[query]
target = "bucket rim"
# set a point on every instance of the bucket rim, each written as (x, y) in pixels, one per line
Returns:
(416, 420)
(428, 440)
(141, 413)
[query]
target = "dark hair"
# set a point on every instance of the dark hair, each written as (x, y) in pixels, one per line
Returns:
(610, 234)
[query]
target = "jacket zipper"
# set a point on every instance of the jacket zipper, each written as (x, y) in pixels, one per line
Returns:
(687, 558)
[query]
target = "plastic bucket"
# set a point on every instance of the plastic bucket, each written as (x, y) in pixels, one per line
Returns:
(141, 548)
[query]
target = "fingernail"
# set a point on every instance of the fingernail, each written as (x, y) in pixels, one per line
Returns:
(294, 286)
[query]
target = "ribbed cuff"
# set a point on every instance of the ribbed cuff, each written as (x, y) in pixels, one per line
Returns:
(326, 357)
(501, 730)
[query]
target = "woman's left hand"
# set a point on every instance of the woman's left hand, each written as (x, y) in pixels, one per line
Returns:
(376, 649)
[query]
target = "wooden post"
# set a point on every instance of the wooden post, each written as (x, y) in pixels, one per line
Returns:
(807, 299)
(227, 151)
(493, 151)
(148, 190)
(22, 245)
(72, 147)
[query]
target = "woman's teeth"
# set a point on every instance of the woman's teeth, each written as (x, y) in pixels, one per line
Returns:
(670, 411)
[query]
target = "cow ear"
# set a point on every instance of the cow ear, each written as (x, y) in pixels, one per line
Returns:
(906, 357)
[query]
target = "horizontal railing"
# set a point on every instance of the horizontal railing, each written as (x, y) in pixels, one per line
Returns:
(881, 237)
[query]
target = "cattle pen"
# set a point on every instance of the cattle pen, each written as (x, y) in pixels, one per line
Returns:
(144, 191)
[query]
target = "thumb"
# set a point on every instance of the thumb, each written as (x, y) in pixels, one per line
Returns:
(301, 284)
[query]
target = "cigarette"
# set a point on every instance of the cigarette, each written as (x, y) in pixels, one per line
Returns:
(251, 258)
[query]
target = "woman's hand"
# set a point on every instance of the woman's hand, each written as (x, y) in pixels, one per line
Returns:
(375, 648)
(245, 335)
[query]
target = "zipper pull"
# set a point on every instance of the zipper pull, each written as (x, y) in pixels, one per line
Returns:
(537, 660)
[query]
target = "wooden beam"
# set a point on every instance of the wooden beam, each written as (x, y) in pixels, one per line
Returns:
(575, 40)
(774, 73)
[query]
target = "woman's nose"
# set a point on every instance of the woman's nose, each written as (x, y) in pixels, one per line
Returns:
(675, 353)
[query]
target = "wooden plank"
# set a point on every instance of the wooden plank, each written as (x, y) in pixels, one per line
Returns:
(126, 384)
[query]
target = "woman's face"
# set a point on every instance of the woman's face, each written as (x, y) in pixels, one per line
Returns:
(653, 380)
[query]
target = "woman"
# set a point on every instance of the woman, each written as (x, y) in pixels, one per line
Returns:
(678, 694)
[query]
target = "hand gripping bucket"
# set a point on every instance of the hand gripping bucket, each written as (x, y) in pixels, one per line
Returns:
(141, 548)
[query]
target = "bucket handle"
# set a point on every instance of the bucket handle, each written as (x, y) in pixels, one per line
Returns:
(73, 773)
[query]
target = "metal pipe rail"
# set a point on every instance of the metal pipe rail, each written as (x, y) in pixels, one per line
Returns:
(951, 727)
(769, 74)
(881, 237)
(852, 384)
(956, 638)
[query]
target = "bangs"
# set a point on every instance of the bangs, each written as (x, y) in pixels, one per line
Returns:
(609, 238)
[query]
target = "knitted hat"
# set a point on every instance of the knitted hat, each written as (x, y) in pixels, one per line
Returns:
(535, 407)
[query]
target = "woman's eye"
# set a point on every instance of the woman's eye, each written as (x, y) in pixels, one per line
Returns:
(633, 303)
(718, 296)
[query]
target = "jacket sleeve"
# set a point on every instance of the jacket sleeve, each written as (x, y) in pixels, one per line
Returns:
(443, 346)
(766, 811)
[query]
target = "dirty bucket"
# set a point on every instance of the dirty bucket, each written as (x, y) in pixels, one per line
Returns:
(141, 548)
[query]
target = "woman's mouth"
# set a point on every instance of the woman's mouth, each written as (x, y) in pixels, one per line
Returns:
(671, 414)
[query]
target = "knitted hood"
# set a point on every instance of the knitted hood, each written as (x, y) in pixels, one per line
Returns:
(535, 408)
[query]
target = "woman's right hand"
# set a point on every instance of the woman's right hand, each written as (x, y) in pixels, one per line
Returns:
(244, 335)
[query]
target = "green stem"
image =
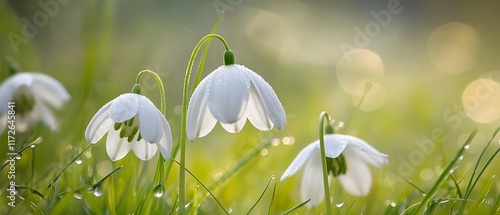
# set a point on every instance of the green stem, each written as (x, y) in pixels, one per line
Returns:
(159, 173)
(160, 85)
(326, 186)
(182, 174)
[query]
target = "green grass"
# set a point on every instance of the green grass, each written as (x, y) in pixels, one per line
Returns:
(96, 50)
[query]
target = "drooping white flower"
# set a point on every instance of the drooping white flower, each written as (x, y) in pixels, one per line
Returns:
(31, 92)
(132, 122)
(231, 94)
(348, 159)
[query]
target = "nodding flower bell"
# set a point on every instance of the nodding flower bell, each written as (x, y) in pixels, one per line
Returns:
(347, 159)
(231, 94)
(133, 123)
(31, 92)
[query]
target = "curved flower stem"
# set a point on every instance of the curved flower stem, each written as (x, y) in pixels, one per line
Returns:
(182, 173)
(160, 85)
(326, 186)
(159, 177)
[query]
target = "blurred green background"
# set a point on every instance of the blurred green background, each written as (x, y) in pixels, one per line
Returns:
(422, 57)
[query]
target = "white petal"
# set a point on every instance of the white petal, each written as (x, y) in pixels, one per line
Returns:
(124, 107)
(357, 180)
(235, 127)
(144, 150)
(117, 147)
(166, 143)
(228, 92)
(199, 121)
(49, 90)
(268, 99)
(99, 124)
(149, 120)
(335, 144)
(367, 152)
(311, 186)
(256, 112)
(43, 113)
(3, 123)
(299, 161)
(207, 122)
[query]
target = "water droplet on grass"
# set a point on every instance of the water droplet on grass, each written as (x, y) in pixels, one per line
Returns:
(97, 192)
(159, 190)
(78, 195)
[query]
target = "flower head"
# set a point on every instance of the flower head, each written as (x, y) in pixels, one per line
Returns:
(231, 94)
(132, 122)
(347, 159)
(31, 92)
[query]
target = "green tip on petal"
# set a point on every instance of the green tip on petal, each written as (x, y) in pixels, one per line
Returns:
(136, 89)
(368, 86)
(10, 65)
(336, 166)
(329, 128)
(228, 58)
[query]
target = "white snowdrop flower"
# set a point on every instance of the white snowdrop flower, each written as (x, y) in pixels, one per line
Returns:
(132, 122)
(231, 94)
(32, 93)
(347, 159)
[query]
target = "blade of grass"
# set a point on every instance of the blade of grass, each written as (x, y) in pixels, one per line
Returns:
(206, 188)
(415, 186)
(36, 141)
(69, 164)
(269, 211)
(98, 184)
(496, 207)
(446, 173)
(111, 197)
(459, 193)
(238, 166)
(467, 190)
(31, 190)
(481, 198)
(350, 206)
(296, 207)
(261, 195)
(472, 182)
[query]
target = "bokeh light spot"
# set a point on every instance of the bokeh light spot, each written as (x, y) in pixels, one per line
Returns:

----------

Exercise
Reproduce all of the data exactly; the pictures do not belong in the copy.

Solution
[query]
target = "bucket rim"
# set a point on every instance of the bucket rim, each written as (x, y) in pixels, one per line
Returns:
(416, 420)
(428, 440)
(141, 413)
[query]
target = "dark hair"
# set a point on every instance of the dark hair, each written as (x, y) in pixels, one per line
Returns:
(610, 234)
[query]
target = "jacket zipper"
# set a point on every instance of the jacket zipper, each written as (x, y) in pixels, one per line
Returns:
(687, 558)
[query]
target = "plastic bucket"
# set a point on every instance of the plastic bucket, each written as (x, y) in pixels, one per line
Returns:
(141, 548)
[query]
target = "fingernail"
# set a point on every instance of the fingernail, each written as (x, y) in pixels, one per line
Returns:
(294, 286)
[query]
target = "ribbed cuff"
# set a point on every instance of the ribbed cuff, each written as (x, y) in pixels, one per line
Returns:
(326, 357)
(501, 730)
[query]
target = "woman's left hand"
# set a point on every instance of the woman's left hand, each written as (x, y) in pixels, one per line
Returns:
(376, 649)
[query]
target = "wooden post"
# set a point on every instance of the wooden post, each written as (x, y) in pixels, one per line
Returns:
(807, 299)
(227, 151)
(493, 151)
(148, 190)
(22, 245)
(72, 147)
[query]
target = "woman's teeth"
# set a point on every instance of the woman's teeth, each written as (x, y) in pixels, one per line
Returns:
(670, 411)
[query]
target = "cow ear"
# set a point on every instance of the cow ear, each written as (x, y) in pixels, one per line
Returns:
(906, 357)
[query]
target = "horizontal railing"
# set a point on every instance of the horizontal railing, each written as (x, y) in pixels, one per line
Returns:
(881, 237)
[query]
target = "cattle pen"
# set a point on every instance of the cattle pen, each written as (x, y) in pixels, one per line
Returns:
(144, 191)
[query]
target = "thumb"
# set a point on every instance of the thumb, each written as (x, y) in pixels, one per line
Returns:
(301, 284)
[query]
target = "cigarette"
# set a point on every instance of the cigarette, each written as (x, y) in pixels, one per line
Returns:
(251, 258)
[query]
target = "woman's hand"
# set a point on every instance of the woman's hand, each written as (x, y) in pixels, one per line
Returns:
(375, 648)
(245, 335)
[query]
target = "zipper pull"
# set a point on every instance of the zipper pull, each written as (x, y) in pixels, one per line
Returns:
(537, 660)
[query]
target = "wooden beam"
# set a point on every instance of the wooden beam, each written as (x, y) in pixels, one per line
Returns:
(575, 40)
(774, 73)
[query]
target = "woman's nose"
# set a point on every instance of the woman's nose, each written as (x, y) in pixels, one per line
Returns:
(675, 353)
[query]
target = "wooden plank"
# set a point on every instance of the wooden plank, each written as (x, y) in pixels, one per line
Returns:
(126, 384)
[query]
target = "woman's face"
# set a point on every instance of the woman's face, each written as (x, y) in pixels, one per line
Returns:
(653, 380)
[query]
target = "woman"
# set a point on every instance of the woman, each written as (x, y) in pixels, one per line
Returns:
(678, 694)
[query]
target = "hand gripping bucket"
# set a point on every instance of the hand gripping bucket, each written as (x, y) in pixels, one per line
Returns:
(141, 548)
[query]
target = "bucket handle"
# set a point on every instance of the bucket handle, each written as (x, y) in pixels, one per line
Returns:
(73, 773)
[query]
target = "metal pipe rail"
# set a point on every instance of the metal pipe rail, each written as (x, y) in pixels, one per line
Returns:
(951, 727)
(769, 74)
(881, 237)
(852, 384)
(956, 638)
[query]
target = "bangs"
# set a point on every instance of the bangs, each written as (x, y) in pixels, one per line
Returns:
(609, 238)
[query]
target = "knitted hat"
# set a point on every instance of the knitted hat, each written as (x, y) in pixels, one per line
Returns:
(535, 407)
[query]
target = "woman's eye"
# set a point on every instance of the woman's eye, each written as (x, y) in pixels, one per line
Returns:
(633, 303)
(718, 296)
[query]
target = "jacket sleeve"
# set a point on every instance of the jacket sleeve, each written as (x, y) in pixels, one per line
Returns:
(443, 346)
(766, 811)
[query]
target = "dirty bucket"
# set a point on every instance of the dirty bucket, each written as (x, y) in pixels, one per line
Returns:
(141, 548)
[query]
target = "woman's mouth"
# set a point on every instance of the woman's mouth, each written as (x, y) in pixels, one per line
Returns:
(671, 414)
[query]
target = "knitted hood"
# set a point on every instance of the knitted hood, each written as (x, y) in pixels, one per line
Returns:
(535, 408)
[query]
target = "woman's right hand"
# set a point on every instance of the woman's right hand, each written as (x, y) in pixels, one per line
Returns:
(244, 335)
[query]
target = "green stem"
image =
# set a point on every instance of the green stem, each written as (x, y) in pixels, one per line
Returns:
(159, 173)
(160, 85)
(326, 186)
(182, 174)
[query]
target = "green grass"
# set a point on every instance of the green grass, each written as (x, y) in pixels, one per line
Returns:
(96, 50)
[query]
target = "drooping white flower"
# set a point on every instance of the drooping white flower, each written as (x, y) in pixels, one per line
Returns:
(31, 92)
(132, 122)
(231, 94)
(348, 159)
[query]
target = "nodding flower bell"
# set a point on every instance of the nodding flower bell, each written as (x, y) in pixels, one per line
Returns:
(347, 159)
(231, 94)
(133, 123)
(31, 92)
[query]
target = "curved flower stem"
# set a point on every instance of the curved flower stem, each written as (x, y) in pixels, one per line
Returns:
(182, 173)
(160, 85)
(326, 186)
(159, 177)
[query]
target = "blurred green background"
# set a point on every instance of the blurred green background, each written as (x, y) in pixels, one per line
Returns:
(422, 57)
[query]
target = "white petal"
# set a point on every instance of the white petal, each written as (x, y) in pixels, one per line
Returns:
(124, 107)
(357, 180)
(235, 127)
(144, 150)
(117, 147)
(166, 143)
(228, 92)
(199, 121)
(49, 90)
(268, 99)
(99, 124)
(149, 120)
(335, 144)
(367, 152)
(311, 186)
(256, 112)
(43, 113)
(3, 123)
(299, 161)
(207, 122)
[query]
target = "water droplet on grass"
# set a point on every instance of the water droplet on grass, each written as (x, y) in pixels, one per line
Returns:
(97, 192)
(159, 190)
(78, 195)
[query]
target = "flower head"
# set a point on every instance of the flower head, each written as (x, y) in pixels, one per line
Returns:
(231, 94)
(132, 122)
(347, 159)
(31, 92)
[query]
target = "green tip on petal"
# set a point on every instance of the green tip on petal, each written as (x, y) in pixels, one per line
Returns:
(136, 89)
(368, 86)
(10, 65)
(336, 166)
(329, 128)
(228, 58)
[query]
target = "white snowdrop flower"
# set a point on every instance of the white snowdrop flower, each written as (x, y) in pixels, one per line
Returns:
(132, 122)
(231, 94)
(32, 93)
(347, 159)
[query]
target = "blade of grass"
# set a point on every instance of the blade of grass, each written as (x, y) in pixels, one per line
Returns:
(206, 188)
(415, 186)
(36, 141)
(69, 164)
(269, 211)
(98, 184)
(496, 207)
(446, 173)
(111, 197)
(459, 193)
(238, 166)
(467, 190)
(31, 190)
(481, 198)
(350, 206)
(296, 207)
(261, 195)
(472, 182)
[query]
target = "bokeh light spot"
# set a point on every instance of the bokeh light spot, each written as (x, y) in pixels, one per line
Returns:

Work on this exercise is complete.